Qué se pide:
Transcribe sin ningún cambio las líneas de todos los registros que siguen.

Entradas de datos almacenadas:
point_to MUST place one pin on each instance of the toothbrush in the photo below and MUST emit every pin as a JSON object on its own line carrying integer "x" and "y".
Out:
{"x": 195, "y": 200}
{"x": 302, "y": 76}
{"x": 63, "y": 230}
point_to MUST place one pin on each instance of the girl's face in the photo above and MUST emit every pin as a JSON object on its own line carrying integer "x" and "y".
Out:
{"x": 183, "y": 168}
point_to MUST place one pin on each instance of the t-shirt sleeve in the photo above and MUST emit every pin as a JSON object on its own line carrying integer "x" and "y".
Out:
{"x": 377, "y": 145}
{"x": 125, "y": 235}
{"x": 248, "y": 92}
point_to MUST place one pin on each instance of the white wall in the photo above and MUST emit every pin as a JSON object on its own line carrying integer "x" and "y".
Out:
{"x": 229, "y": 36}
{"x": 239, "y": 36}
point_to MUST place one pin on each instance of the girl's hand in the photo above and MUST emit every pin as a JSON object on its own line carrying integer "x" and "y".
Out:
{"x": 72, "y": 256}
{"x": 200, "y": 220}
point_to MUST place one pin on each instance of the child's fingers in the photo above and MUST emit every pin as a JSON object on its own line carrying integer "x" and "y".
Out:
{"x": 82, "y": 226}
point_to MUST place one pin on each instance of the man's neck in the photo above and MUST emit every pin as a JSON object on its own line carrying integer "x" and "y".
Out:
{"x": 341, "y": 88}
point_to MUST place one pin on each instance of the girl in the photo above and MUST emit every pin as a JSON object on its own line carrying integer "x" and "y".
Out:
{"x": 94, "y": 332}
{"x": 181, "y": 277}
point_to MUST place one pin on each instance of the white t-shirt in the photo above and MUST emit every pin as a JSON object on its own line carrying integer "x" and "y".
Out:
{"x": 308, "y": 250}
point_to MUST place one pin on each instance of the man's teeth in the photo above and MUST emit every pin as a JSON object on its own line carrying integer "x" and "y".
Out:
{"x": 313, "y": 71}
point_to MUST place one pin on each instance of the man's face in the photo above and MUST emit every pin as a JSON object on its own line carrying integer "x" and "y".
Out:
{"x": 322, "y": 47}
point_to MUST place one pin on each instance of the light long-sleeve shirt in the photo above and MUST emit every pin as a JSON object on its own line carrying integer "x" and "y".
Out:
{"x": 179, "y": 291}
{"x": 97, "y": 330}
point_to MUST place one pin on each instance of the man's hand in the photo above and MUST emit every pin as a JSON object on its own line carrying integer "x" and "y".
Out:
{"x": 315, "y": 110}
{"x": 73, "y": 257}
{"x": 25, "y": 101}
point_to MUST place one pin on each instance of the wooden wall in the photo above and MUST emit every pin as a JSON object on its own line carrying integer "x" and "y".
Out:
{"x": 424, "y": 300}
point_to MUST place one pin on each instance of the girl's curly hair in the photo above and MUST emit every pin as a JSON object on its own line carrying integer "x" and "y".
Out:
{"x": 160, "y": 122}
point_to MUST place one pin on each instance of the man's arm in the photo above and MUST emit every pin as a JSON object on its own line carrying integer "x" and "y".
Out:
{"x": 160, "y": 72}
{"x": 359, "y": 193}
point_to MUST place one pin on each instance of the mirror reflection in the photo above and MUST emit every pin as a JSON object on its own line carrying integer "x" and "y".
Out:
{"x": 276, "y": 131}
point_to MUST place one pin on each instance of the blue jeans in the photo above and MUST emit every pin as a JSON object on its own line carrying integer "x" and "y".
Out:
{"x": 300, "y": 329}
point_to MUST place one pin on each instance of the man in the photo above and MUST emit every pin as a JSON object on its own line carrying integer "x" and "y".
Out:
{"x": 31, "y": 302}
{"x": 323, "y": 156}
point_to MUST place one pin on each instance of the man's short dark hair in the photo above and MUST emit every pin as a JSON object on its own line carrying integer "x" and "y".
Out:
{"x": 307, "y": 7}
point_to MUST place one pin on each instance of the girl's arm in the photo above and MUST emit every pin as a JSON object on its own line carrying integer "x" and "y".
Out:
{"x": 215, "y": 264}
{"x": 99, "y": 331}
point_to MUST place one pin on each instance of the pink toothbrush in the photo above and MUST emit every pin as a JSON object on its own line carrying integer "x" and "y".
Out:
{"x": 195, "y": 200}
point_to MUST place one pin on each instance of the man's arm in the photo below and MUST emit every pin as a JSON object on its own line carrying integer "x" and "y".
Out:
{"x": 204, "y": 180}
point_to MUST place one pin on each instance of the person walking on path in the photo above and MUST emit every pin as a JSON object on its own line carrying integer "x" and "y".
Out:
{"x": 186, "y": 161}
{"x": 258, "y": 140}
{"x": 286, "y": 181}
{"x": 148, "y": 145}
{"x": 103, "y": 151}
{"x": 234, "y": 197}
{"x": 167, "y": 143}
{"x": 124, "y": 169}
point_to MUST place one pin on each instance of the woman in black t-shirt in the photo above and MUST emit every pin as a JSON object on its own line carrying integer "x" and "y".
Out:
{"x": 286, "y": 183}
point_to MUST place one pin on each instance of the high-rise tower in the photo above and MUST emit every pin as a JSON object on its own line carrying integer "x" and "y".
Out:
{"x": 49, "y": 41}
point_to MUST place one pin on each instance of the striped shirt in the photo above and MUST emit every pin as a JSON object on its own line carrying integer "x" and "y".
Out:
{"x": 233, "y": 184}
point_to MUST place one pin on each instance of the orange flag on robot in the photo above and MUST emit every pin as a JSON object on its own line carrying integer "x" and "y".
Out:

Resultado final:
point_to MUST place one pin on each instance of the toothbrush in the photo below and MUST emit every pin as a JSON object on its own line carrying integer "x" and "y".
Out:
{"x": 195, "y": 200}
{"x": 302, "y": 76}
{"x": 63, "y": 230}
point_to MUST place one pin on each instance of the girl's face in the photo above and MUST emit every pin as a JSON object on its own line carrying integer "x" and "y".
Out:
{"x": 183, "y": 168}
point_to MUST place one pin on each instance of the t-shirt sleeve in the photo above and MUST emit every pin as a JSON object on its own line carrying integer "x" and "y".
Out:
{"x": 377, "y": 145}
{"x": 125, "y": 235}
{"x": 248, "y": 92}
point_to MUST place one pin on each instance of the white wall in the photo above and MUST emit every pin as a JSON object on its own line carrying integer "x" and "y".
Out:
{"x": 229, "y": 36}
{"x": 239, "y": 36}
point_to MUST place one pin on each instance of the girl's hand in the photo above and MUST emit every pin as a JSON object on its own line carrying integer "x" and "y".
Out:
{"x": 72, "y": 256}
{"x": 200, "y": 220}
point_to MUST place one pin on each instance of the child's fingers in the photo above and MUST emit every pin as a JSON object on its own line carrying integer "x" and "y".
Out:
{"x": 82, "y": 226}
point_to MUST place one pin on each instance of the man's neck in the photo above and MUST emit every pin as a JSON object on its own line carrying integer "x" and "y".
Out:
{"x": 341, "y": 88}
point_to MUST place one pin on each instance of the girl in the photo above and MUST emit every pin as a JSON object on its own line carrying integer "x" and "y".
Out:
{"x": 94, "y": 332}
{"x": 181, "y": 277}
point_to MUST place one pin on each instance of the white t-shirt in the photo above and MUST emit every pin as a JSON object on its own line carrying integer "x" and "y".
Out:
{"x": 308, "y": 250}
point_to MUST place one pin on each instance of the man's teeth in the photo above and MUST emit every pin as a JSON object on its own line carrying integer "x" and "y".
Out:
{"x": 313, "y": 71}
point_to MUST place one pin on each instance of the man's face in the photo above and MUST emit every pin as a JSON object on its own line carrying integer "x" and "y".
Out:
{"x": 322, "y": 47}
point_to MUST place one pin on each instance of the light long-sleeve shirt in the photo above and MUST emit every pin as a JSON object on its own line carrying integer "x" and "y".
Out:
{"x": 179, "y": 291}
{"x": 97, "y": 330}
point_to MUST place one pin on each instance of the man's hand in the photo above and MUST emit every pin as a JSON object on its own line carrying integer "x" and "y".
Out:
{"x": 315, "y": 110}
{"x": 73, "y": 257}
{"x": 25, "y": 101}
point_to MUST place one pin on each instance of the wooden wall in the photo above and MUST emit every pin as a JSON object on its own line carrying integer "x" and "y".
Out:
{"x": 424, "y": 300}
point_to MUST place one pin on each instance of the girl's curly hair in the photo above and MUST emit every pin as a JSON object on its own line carrying integer "x" and "y".
Out:
{"x": 160, "y": 122}
point_to MUST place one pin on each instance of the man's arm in the photo above and MUST emit every pin as a JSON object on its own line carrying integer "x" and "y".
Out:
{"x": 160, "y": 72}
{"x": 359, "y": 193}
point_to MUST place one pin on each instance of the mirror reflection in the photo above and MUST emit every pin as a JSON object on its own line carrying integer "x" and "y".
Out:
{"x": 276, "y": 131}
point_to MUST place one pin on each instance of the blue jeans in the photo above and MUST emit every pin as a JSON object on its own line carrying integer "x" and "y".
Out:
{"x": 300, "y": 329}
point_to MUST place one pin on each instance of the man in the photo above and MUST emit every pin as a JSON object on its own line carrying integer "x" and "y".
Out:
{"x": 31, "y": 302}
{"x": 323, "y": 156}
point_to MUST place one pin on each instance of the man's short dark hair in the photo above and MUST emit every pin as a JSON object on its own line carrying integer "x" and "y".
Out:
{"x": 307, "y": 7}
point_to MUST place one pin on each instance of the girl's arm in the photo above and MUST emit every pin as a JSON object on its own line carrying integer "x" and "y".
Out:
{"x": 215, "y": 264}
{"x": 99, "y": 331}
point_to MUST place one pin on each instance of the pink toothbrush in the photo above and MUST emit every pin as a JSON object on its own line carrying integer "x" and "y".
Out:
{"x": 195, "y": 200}
point_to MUST place one pin on each instance of the man's arm in the photo below and MUST emit every pin as a JSON object on its own line carrying integer "x" and "y".
Out:
{"x": 204, "y": 180}
point_to MUST place one pin on each instance of the person walking on path in the photo above and MUST emit every pin as a JSON object on its own line carrying integer "x" and "y".
Out:
{"x": 186, "y": 161}
{"x": 258, "y": 140}
{"x": 286, "y": 181}
{"x": 148, "y": 145}
{"x": 103, "y": 151}
{"x": 234, "y": 197}
{"x": 167, "y": 143}
{"x": 124, "y": 169}
point_to MUST place one pin on each instance of the woman in black t-shirt in the photo above and MUST emit every pin as a JSON object on its own line carrying integer "x" and "y".
Out:
{"x": 286, "y": 183}
point_to MUST place one pin on each instance of the high-rise tower in the photo above and MUST emit every pin as a JSON object on its own line carrying integer "x" and "y".
Out:
{"x": 49, "y": 41}
point_to MUST place one pin on each instance of the striped shirt in the photo above and MUST emit every pin as a JSON object on its own line carrying integer "x" and "y".
Out:
{"x": 233, "y": 184}
point_to MUST place one pin on each instance of the orange flag on robot in the photo above and MUST emit every pin as a JSON object on its own line carrying integer "x" and "y".
Out:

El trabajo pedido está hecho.